■ YOUR OBJECTIVE
Can you reproduce, unchanged, the entries below from the very first line through the line containing "[617,264,671,278]", with both of those lines included?

■ GIVEN ENTRIES

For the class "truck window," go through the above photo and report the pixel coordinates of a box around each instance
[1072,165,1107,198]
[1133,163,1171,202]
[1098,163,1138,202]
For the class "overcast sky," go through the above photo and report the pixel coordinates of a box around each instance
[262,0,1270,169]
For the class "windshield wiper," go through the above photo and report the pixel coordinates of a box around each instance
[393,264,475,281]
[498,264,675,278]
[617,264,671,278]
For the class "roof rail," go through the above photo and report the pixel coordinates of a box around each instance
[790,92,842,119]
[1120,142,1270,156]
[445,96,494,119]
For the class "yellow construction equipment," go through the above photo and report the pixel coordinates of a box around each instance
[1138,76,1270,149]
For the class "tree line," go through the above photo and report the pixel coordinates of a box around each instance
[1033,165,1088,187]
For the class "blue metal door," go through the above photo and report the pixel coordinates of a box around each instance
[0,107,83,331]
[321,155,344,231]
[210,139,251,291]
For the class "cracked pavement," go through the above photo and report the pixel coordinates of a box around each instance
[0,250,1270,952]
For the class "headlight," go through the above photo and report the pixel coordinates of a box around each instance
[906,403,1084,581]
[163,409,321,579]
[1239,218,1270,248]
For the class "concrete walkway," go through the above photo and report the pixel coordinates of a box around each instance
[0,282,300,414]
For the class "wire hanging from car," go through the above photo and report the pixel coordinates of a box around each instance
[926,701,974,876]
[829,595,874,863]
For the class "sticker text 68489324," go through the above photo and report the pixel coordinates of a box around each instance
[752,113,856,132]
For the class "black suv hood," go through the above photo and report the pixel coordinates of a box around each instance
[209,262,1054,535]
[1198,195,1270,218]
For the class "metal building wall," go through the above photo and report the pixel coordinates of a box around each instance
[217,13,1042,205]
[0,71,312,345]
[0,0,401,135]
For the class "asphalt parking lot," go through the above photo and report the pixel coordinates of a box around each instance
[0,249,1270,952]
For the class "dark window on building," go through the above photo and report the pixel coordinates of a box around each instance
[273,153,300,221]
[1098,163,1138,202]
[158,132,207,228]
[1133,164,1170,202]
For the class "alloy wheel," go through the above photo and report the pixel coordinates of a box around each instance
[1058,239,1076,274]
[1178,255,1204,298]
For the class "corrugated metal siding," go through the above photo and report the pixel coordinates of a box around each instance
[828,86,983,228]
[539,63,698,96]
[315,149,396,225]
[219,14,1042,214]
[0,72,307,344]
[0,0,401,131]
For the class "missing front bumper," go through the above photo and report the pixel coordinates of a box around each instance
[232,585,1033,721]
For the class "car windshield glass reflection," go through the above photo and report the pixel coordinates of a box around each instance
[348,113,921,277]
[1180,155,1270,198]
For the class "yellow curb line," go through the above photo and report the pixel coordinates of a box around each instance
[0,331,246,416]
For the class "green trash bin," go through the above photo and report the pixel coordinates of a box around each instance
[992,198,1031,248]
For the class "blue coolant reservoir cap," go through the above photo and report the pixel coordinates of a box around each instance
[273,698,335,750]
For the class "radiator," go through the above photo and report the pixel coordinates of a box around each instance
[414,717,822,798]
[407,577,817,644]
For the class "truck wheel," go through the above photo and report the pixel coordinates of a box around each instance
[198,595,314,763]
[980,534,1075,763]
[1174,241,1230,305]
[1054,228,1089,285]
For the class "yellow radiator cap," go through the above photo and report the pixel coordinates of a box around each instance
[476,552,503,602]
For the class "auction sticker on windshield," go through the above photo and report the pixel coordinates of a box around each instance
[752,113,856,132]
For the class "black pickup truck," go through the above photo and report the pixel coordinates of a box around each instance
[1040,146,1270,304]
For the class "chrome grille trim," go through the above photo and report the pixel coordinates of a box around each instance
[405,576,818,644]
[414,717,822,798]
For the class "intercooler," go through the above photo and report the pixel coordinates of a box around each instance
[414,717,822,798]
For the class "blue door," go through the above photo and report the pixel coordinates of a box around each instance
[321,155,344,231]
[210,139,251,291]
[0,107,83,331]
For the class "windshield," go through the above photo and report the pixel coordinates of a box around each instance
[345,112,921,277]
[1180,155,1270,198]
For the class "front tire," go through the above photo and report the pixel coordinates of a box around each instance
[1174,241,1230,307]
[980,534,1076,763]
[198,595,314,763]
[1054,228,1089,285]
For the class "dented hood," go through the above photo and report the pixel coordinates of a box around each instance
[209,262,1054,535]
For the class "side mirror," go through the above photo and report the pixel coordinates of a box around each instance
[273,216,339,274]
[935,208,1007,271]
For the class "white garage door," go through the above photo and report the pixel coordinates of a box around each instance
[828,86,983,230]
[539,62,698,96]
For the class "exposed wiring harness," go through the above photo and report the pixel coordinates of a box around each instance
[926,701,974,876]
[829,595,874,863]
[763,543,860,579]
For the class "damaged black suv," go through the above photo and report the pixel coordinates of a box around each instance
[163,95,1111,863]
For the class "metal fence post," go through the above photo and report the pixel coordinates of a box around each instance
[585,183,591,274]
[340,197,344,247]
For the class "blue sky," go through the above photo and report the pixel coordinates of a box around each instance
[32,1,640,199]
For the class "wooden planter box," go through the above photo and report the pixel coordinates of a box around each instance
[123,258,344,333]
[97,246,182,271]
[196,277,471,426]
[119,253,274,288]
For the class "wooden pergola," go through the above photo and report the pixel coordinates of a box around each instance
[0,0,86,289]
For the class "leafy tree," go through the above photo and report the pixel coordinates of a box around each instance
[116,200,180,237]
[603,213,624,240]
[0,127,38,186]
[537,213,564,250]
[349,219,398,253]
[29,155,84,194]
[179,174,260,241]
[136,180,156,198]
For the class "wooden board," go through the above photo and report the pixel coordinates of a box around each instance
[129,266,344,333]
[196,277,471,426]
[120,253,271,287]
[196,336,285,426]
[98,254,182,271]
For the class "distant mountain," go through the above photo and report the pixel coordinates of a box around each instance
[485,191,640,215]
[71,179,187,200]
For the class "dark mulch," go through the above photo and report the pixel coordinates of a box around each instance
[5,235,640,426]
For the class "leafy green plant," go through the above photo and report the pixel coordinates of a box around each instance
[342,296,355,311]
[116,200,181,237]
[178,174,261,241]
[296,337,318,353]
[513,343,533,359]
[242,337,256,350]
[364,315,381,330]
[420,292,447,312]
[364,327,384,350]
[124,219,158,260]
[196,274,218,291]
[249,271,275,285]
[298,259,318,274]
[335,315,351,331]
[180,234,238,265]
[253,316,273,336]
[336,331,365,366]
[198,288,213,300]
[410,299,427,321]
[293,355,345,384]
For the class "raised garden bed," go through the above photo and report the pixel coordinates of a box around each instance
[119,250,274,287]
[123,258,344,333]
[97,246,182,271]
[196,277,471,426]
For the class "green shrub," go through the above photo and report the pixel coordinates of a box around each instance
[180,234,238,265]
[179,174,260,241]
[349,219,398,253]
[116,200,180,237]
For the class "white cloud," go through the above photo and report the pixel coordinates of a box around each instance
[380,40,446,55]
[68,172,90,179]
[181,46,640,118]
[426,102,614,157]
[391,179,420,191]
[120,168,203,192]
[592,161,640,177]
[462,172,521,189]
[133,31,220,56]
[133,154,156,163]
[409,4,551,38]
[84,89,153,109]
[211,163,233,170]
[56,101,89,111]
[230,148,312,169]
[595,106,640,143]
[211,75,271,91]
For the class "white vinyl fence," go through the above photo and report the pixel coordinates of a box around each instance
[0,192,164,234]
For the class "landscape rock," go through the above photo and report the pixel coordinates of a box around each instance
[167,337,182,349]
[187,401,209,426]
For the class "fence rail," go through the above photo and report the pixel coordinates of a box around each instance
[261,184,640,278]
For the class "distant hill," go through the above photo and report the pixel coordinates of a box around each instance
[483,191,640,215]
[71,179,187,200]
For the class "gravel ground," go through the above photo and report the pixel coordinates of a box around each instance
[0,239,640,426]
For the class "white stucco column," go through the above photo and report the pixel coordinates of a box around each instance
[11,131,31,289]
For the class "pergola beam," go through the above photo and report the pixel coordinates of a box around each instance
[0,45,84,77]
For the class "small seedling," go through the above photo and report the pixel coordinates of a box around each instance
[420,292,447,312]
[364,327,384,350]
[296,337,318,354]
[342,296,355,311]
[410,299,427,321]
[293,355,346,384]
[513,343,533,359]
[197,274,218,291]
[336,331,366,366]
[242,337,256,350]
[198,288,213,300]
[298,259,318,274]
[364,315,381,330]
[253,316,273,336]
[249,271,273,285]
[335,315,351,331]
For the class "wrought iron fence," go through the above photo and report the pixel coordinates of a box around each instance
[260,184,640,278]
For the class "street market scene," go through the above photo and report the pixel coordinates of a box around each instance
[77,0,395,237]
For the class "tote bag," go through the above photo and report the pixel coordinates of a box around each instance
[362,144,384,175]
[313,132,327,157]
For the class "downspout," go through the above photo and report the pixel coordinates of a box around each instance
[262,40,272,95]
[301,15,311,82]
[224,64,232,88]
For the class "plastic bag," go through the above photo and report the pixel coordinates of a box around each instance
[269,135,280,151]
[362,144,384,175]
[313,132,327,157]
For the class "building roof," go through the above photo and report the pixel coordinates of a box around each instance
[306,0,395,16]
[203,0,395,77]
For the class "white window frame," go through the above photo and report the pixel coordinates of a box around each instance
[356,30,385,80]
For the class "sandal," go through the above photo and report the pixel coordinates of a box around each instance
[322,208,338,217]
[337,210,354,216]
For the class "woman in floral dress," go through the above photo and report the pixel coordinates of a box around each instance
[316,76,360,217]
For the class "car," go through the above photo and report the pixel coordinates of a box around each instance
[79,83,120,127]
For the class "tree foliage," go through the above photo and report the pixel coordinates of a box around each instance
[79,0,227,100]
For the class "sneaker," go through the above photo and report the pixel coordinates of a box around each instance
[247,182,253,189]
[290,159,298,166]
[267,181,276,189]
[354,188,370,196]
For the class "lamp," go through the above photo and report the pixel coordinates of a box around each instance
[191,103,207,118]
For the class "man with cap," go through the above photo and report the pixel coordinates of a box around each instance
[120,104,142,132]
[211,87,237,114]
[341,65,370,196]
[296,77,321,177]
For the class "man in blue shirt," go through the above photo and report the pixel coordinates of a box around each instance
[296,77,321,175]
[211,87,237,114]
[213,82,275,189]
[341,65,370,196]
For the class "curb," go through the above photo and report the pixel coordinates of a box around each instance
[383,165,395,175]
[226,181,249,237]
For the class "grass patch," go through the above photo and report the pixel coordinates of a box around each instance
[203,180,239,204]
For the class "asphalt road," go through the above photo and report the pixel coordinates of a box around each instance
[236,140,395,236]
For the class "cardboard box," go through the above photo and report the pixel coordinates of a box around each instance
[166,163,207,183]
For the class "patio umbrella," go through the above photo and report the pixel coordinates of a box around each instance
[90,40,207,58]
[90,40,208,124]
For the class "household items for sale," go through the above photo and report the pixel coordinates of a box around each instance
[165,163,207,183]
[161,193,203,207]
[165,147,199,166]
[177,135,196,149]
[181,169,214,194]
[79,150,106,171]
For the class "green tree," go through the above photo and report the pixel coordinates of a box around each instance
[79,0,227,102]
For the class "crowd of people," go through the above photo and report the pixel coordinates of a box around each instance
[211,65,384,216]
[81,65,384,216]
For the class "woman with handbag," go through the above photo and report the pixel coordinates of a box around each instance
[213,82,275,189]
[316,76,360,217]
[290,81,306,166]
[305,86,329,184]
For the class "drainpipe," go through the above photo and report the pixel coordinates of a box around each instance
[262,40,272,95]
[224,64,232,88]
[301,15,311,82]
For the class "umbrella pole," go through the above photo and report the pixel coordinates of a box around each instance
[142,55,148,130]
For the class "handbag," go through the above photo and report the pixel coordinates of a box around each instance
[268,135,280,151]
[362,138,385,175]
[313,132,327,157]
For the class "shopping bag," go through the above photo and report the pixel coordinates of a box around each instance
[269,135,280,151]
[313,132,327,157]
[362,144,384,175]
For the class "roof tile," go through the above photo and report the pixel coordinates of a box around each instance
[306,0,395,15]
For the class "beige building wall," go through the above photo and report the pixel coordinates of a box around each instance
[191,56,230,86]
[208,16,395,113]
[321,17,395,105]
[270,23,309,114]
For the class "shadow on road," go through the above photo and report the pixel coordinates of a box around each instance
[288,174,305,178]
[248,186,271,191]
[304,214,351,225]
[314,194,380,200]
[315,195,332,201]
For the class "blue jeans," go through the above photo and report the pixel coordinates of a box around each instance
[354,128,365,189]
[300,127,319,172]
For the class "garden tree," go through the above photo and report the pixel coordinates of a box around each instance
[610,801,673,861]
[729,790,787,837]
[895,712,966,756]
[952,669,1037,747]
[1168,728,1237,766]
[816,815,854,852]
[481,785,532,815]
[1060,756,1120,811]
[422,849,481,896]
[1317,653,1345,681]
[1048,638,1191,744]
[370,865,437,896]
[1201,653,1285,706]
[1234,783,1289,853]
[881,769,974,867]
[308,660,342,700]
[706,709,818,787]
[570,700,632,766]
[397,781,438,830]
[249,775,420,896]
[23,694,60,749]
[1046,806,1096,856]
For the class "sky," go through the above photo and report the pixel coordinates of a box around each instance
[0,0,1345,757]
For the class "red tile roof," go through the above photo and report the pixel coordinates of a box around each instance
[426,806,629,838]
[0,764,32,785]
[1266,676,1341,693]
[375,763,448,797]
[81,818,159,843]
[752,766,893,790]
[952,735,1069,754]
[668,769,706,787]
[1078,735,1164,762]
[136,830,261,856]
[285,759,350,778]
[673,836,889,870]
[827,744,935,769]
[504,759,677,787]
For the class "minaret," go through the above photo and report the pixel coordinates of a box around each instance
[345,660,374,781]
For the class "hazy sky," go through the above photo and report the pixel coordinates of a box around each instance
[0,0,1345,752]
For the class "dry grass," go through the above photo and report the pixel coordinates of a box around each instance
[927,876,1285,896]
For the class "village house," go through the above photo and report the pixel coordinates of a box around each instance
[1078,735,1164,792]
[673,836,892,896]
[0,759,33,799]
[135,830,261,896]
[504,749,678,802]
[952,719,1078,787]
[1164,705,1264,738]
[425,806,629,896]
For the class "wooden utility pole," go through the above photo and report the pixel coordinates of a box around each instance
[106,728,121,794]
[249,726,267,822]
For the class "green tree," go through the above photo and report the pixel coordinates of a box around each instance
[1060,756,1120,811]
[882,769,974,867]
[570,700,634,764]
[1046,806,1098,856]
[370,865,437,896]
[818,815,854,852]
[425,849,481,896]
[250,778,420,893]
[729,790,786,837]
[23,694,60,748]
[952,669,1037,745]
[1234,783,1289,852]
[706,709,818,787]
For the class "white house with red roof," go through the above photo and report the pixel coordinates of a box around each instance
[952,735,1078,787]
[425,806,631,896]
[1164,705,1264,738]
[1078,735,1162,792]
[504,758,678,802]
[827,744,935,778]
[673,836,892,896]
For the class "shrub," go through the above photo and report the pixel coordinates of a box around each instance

■ WRITTEN REPLY
For the class "truck window," go through the above photo and report the pixel coordinates of a box around each instance
[1072,165,1107,198]
[1133,163,1171,202]
[1098,163,1138,202]
For the class "overcast sky," go through the above photo and report the pixel coordinates of a box around each instance
[262,0,1270,169]
For the class "windshield wiper," go through the above photo and report the pixel coordinates of a box around each instance
[393,264,475,281]
[498,264,675,278]
[617,264,671,278]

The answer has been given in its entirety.